About this task:
An image-free, exact copy of the records below is required.
- - - -
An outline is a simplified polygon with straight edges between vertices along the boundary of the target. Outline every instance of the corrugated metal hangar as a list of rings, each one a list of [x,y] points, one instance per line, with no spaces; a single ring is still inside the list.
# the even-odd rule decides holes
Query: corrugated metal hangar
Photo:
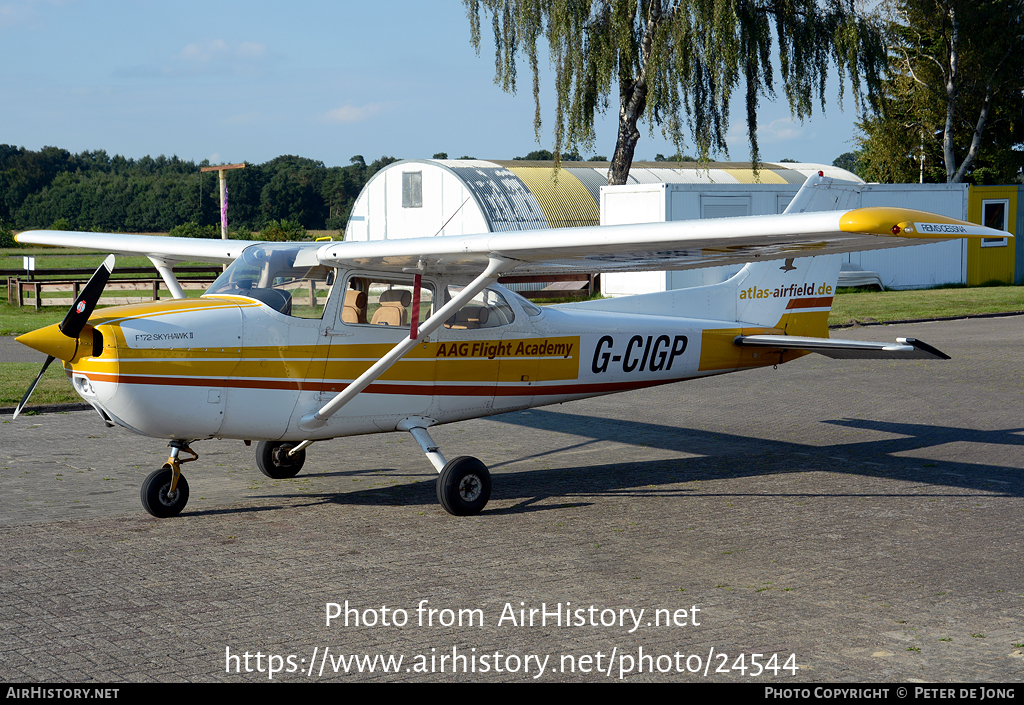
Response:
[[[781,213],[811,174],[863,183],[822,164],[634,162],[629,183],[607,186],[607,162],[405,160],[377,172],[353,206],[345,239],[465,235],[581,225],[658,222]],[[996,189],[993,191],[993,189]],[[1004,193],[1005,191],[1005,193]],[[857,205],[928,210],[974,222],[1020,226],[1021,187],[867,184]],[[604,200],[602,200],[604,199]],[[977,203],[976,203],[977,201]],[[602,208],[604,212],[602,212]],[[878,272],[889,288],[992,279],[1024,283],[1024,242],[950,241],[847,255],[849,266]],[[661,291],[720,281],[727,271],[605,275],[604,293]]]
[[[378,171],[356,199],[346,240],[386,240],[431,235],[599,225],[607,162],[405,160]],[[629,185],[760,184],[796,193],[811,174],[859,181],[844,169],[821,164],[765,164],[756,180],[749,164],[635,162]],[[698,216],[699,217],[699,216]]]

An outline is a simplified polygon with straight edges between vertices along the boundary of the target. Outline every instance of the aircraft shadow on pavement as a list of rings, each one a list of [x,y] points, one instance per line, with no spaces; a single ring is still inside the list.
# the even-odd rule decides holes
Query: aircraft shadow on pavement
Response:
- - - -
Answer area:
An outline is a simplified polygon with straight edges between vertices along the boundary of the target. Outline every instance of the corrugated metal hangar as a list of rings, each one a list of [x,y] points, one instance per line, with no spaces; a single ring is still inside the list.
# the even-odd rule decides holes
Query: corrugated metal hangar
Photo:
Response:
[[[781,213],[811,174],[863,183],[822,164],[634,162],[629,183],[607,186],[607,162],[405,160],[377,172],[353,206],[345,239],[465,235],[581,225],[658,222]],[[996,189],[993,191],[993,189]],[[1004,193],[1005,191],[1005,193]],[[857,205],[928,210],[974,222],[1020,226],[1021,187],[867,184]],[[604,200],[602,200],[604,199]],[[977,203],[976,203],[977,201]],[[602,208],[604,212],[602,212]],[[878,272],[889,288],[992,279],[1024,283],[1024,242],[950,241],[847,255],[849,266]],[[661,291],[720,281],[727,271],[605,275],[604,293]]]
[[[378,171],[356,199],[346,240],[386,240],[431,235],[599,225],[607,162],[405,160]],[[629,185],[760,184],[796,193],[811,174],[859,181],[844,169],[821,164],[765,164],[756,180],[749,164],[635,162]],[[698,216],[699,217],[699,216]]]

An outline is a simplified polygon with straight edges between vertices along the boundary of the target. Outline every instance of the aircraft shadow on pavement as a list of rings, each one a list of [x,y] points, one instance per line, with no spaces; a single ring is still inside the list.
# the even-odd rule decides holes
Query: aircraft shadow on pavement
Response:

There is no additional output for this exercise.